### WHAT THE EXERCISE ASKS
Below is a block of records; repeat each one exactly.

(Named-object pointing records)
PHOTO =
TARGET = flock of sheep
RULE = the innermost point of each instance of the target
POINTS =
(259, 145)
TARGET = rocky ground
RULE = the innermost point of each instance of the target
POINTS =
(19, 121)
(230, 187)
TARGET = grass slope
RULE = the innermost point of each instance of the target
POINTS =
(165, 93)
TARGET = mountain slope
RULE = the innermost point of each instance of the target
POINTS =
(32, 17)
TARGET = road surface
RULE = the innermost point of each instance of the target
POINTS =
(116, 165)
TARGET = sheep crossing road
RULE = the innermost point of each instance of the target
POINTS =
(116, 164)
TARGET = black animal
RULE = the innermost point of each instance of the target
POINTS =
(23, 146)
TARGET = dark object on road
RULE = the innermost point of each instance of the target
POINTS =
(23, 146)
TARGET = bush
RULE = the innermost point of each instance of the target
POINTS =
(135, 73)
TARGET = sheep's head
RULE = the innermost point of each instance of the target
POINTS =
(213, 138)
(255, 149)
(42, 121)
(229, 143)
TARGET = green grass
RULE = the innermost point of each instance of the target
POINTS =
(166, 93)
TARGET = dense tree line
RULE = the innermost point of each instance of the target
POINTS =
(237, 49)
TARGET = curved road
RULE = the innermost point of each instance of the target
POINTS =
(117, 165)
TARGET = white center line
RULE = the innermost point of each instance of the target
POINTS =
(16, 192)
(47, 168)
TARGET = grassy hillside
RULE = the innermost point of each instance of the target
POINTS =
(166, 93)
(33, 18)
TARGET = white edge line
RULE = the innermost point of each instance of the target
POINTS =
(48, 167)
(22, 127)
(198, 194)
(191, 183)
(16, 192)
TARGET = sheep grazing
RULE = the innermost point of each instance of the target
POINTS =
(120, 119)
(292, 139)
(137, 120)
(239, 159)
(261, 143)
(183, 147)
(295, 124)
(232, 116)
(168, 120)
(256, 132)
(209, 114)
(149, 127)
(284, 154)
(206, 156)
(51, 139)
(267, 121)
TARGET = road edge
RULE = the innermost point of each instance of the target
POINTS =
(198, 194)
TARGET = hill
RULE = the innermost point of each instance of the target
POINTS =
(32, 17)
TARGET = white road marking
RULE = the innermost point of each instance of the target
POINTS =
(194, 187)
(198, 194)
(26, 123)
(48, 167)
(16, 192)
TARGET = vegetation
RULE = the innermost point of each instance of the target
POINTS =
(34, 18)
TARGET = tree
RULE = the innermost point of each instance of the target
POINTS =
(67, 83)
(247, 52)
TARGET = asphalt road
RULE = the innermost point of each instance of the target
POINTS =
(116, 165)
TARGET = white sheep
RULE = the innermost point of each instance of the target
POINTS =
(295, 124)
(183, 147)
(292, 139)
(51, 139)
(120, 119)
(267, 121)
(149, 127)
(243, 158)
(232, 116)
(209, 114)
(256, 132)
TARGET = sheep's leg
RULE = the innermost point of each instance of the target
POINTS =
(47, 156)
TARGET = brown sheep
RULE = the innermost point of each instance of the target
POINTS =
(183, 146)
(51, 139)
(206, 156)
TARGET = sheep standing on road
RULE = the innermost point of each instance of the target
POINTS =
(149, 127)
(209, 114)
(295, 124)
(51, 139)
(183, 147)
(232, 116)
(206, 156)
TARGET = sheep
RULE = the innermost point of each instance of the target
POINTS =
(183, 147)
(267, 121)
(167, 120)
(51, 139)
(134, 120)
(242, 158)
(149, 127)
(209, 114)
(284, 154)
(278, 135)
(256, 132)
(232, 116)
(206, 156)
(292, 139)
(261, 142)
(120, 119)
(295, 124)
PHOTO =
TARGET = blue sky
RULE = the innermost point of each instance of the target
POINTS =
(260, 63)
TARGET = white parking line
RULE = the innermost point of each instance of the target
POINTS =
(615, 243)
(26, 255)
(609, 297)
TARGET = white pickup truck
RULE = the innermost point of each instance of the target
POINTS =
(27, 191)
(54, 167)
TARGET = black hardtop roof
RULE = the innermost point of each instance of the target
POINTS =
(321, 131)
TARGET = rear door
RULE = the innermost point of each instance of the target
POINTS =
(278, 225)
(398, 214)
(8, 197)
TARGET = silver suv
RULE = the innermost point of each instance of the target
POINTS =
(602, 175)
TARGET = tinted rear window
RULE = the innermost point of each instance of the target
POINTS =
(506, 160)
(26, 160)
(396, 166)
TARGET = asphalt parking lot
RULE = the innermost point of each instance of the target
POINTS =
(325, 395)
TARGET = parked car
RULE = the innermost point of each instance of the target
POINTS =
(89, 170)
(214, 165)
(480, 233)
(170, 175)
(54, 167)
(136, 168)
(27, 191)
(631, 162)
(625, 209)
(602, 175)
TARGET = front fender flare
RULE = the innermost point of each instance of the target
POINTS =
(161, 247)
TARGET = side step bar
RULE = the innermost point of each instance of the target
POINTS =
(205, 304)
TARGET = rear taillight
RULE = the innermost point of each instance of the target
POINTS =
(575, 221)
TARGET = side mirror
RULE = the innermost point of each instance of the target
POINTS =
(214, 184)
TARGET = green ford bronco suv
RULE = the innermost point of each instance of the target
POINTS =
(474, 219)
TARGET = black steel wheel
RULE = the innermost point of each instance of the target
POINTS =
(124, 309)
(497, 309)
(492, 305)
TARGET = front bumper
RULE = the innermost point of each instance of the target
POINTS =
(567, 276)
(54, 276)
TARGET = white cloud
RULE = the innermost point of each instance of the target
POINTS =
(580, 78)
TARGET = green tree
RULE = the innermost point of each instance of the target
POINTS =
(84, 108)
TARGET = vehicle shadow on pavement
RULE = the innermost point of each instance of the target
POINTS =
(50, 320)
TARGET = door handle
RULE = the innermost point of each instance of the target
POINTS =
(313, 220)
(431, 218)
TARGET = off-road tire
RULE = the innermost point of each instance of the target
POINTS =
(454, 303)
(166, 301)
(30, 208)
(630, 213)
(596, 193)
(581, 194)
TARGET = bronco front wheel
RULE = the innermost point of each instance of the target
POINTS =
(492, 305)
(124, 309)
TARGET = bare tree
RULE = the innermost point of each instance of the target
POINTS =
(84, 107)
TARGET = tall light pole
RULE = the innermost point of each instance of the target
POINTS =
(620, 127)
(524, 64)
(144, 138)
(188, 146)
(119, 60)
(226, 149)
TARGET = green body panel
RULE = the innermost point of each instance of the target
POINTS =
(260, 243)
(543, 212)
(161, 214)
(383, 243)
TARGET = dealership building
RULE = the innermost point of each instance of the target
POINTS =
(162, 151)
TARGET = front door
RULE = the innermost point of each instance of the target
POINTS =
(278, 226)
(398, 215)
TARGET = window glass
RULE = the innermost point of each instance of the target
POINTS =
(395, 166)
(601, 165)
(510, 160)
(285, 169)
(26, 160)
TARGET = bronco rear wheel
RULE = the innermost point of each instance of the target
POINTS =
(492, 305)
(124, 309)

### RESULT OF THE TASK
PHOTO =
TARGET = flock of sheep
RULE = the innermost point of each instance of the target
POINTS =
(259, 145)
TARGET = rocky ground
RULE = the innermost point of each instance of the target
POINTS =
(19, 121)
(230, 187)
TARGET = grass slope
RULE = the innermost point of each instance of the target
POINTS =
(165, 93)
TARGET = mountain slope
RULE = the innermost point of each instance of the target
POINTS =
(32, 17)
TARGET = road surface
RULE = the innermost point of each instance of the target
POINTS =
(116, 165)
TARGET = sheep crossing road
RULE = the innermost point of each instance of the target
POINTS =
(116, 164)
TARGET = black animal
RULE = the innermost point of each instance of the target
POINTS =
(23, 146)
TARGET = dark object on road
RULE = the innermost point of each instance of the target
POINTS =
(23, 146)
TARGET = bush
RULE = the innermost point of each instance of the target
POINTS =
(135, 73)
TARGET = sheep's head
RULE = the innermost point of each instance of the target
POINTS =
(213, 138)
(255, 149)
(42, 121)
(229, 143)
TARGET = green grass
RULE = the innermost point of each instance of the target
POINTS =
(166, 93)
TARGET = dense tree line
RULE = the innermost point of each instance of the target
POINTS =
(237, 49)
TARGET = curved road
RULE = the innermost point of each instance of the target
POINTS =
(117, 165)
TARGET = white center line
RULE = the innermost point of each instance of the target
POINTS =
(16, 192)
(47, 168)
TARGET = grassy hillside
RULE = the innermost point of each instance of the target
POINTS =
(166, 93)
(33, 18)
TARGET = white edge line
RULE = the innermost point of each instance of the target
POINTS =
(48, 167)
(22, 127)
(198, 194)
(191, 183)
(16, 192)
TARGET = sheep grazing
RULE = the innermost point of each instance of the target
POINTS =
(120, 119)
(292, 139)
(137, 120)
(239, 159)
(261, 143)
(183, 147)
(295, 124)
(232, 116)
(168, 120)
(256, 132)
(209, 114)
(149, 127)
(284, 154)
(206, 156)
(51, 139)
(267, 121)
TARGET = road edge
RULE = the innermost point of each instance of the target
POINTS =
(198, 194)
TARGET = hill
RULE = the innermost point of each instance of the target
POINTS =
(32, 17)
TARGET = white road marking
RULE = the innermost point of each instance of the target
POINTS =
(194, 187)
(198, 194)
(26, 123)
(48, 167)
(16, 192)
TARGET = vegetation
RULE = the innermost point of each instance of the target
POINTS =
(34, 18)
TARGET = tree
RULE = the innermost point of each instance of the target
POINTS =
(67, 83)
(247, 52)
TARGET = asphalt road
RULE = the innermost point of each instance of the target
POINTS =
(116, 165)
TARGET = white sheep
RULE = the innermost point of each instance of the target
POINTS =
(295, 124)
(183, 147)
(292, 139)
(51, 139)
(120, 119)
(267, 121)
(149, 127)
(243, 158)
(232, 116)
(209, 114)
(256, 132)
TARGET = sheep's leg
RULE = the innermost point of each instance of the target
POINTS =
(47, 156)
TARGET = brown sheep
RULE = the innermost point of each instance of the target
POINTS =
(183, 146)
(51, 139)
(206, 156)
TARGET = sheep standing on road
RULE = the innermost point of each instance of the target
POINTS =
(149, 127)
(209, 114)
(295, 124)
(51, 139)
(183, 147)
(232, 116)
(206, 156)
TARGET = sheep
RULE = the innermost point of each instance of the target
POINTS =
(183, 147)
(267, 121)
(167, 120)
(51, 139)
(134, 120)
(242, 158)
(149, 127)
(209, 114)
(284, 154)
(278, 135)
(256, 132)
(232, 116)
(206, 156)
(292, 139)
(261, 142)
(120, 119)
(295, 124)
PHOTO =
TARGET = blue sky
RULE = the innermost point of each instance of the target
POINTS =
(260, 63)
TARGET = white parking line
RULE = the innermost point of each instance of the target
POINTS =
(615, 243)
(26, 255)
(609, 297)
TARGET = white pickup truck
RULE = the innermost point of each instance of the target
POINTS =
(27, 191)
(54, 167)
TARGET = black hardtop roof
RULE = the innermost point of each instance of the target
POINTS =
(321, 131)
TARGET = rear door
RULE = the innermost point of each instance of the target
POINTS =
(278, 225)
(398, 214)
(8, 197)
TARGET = silver suv
RULE = the innermost point of each instance of the target
POINTS =
(602, 175)
TARGET = tinted rear window
RULE = the innermost point of each instance of the target
POINTS =
(506, 160)
(26, 160)
(396, 166)
TARGET = asphalt parking lot
RULE = the innermost point of each instance of the target
POINTS =
(325, 395)
TARGET = parked car
RULE = the innermost point of each instance of the target
POINTS =
(89, 170)
(214, 165)
(480, 233)
(170, 175)
(54, 167)
(136, 168)
(27, 191)
(631, 162)
(625, 209)
(602, 175)
TARGET = front fender flare
RULE = the innermost point of each instance of the target
POINTS =
(161, 247)
TARGET = side step bar
RULE = the innermost point of each instance of the target
POINTS =
(205, 304)
TARGET = rear taillight
RULE = the innermost point of each instance of the target
POINTS =
(575, 221)
TARGET = side mirror
RULE = the innermost point of each instance of the target
POINTS =
(214, 184)
TARGET = green ford bronco suv
RULE = the innermost point of each instance of the target
POINTS =
(474, 219)
TARGET = black steel wheel
RULE = the innermost point of each instance of the target
POINTS =
(124, 309)
(497, 309)
(492, 305)
TARGET = front bumper
RULE = the innermost point of each instance of the target
POINTS =
(567, 276)
(54, 276)
TARGET = white cloud
RULE = the innermost point of each instance of the target
POINTS =
(580, 78)
TARGET = green tree
RULE = the innermost point of each instance of the target
POINTS =
(84, 108)
TARGET = vehicle shadow on pavement
RULE = the innermost point of each instance of the target
POINTS =
(50, 320)
TARGET = door handle
RULE = the innermost point of each instance of the target
POINTS =
(313, 220)
(431, 218)
TARGET = off-road tire
RULE = the innermost point of each instance of the target
POINTS =
(454, 303)
(166, 301)
(30, 208)
(630, 213)
(596, 193)
(581, 194)
TARGET = bronco front wheel
RULE = the innermost point of each instance of the target
POINTS =
(492, 305)
(124, 309)
TARGET = bare tree
RULE = the innermost point of each instance of the target
POINTS =
(84, 107)
TARGET = tall light pole
RULE = the innermost point of each instance of the target
POINTS =
(620, 127)
(524, 64)
(144, 138)
(188, 146)
(119, 60)
(226, 149)
TARGET = green body panel
RULE = the innermost point of each instance of the target
POINTS =
(260, 243)
(543, 212)
(161, 214)
(383, 243)
TARGET = dealership building
RULE = the innermost point of each instance of the target
POINTS =
(162, 151)
TARGET = front door
RULE = the innermost point of each instance of the target
POINTS =
(278, 226)
(398, 215)
TARGET = window glass
RULE = the innermost point of each instance of the target
POINTS =
(395, 166)
(601, 165)
(510, 160)
(285, 169)
(26, 160)
TARGET = bronco rear wheel
RULE = the innermost point of each instance of the target
POINTS =
(492, 305)
(124, 309)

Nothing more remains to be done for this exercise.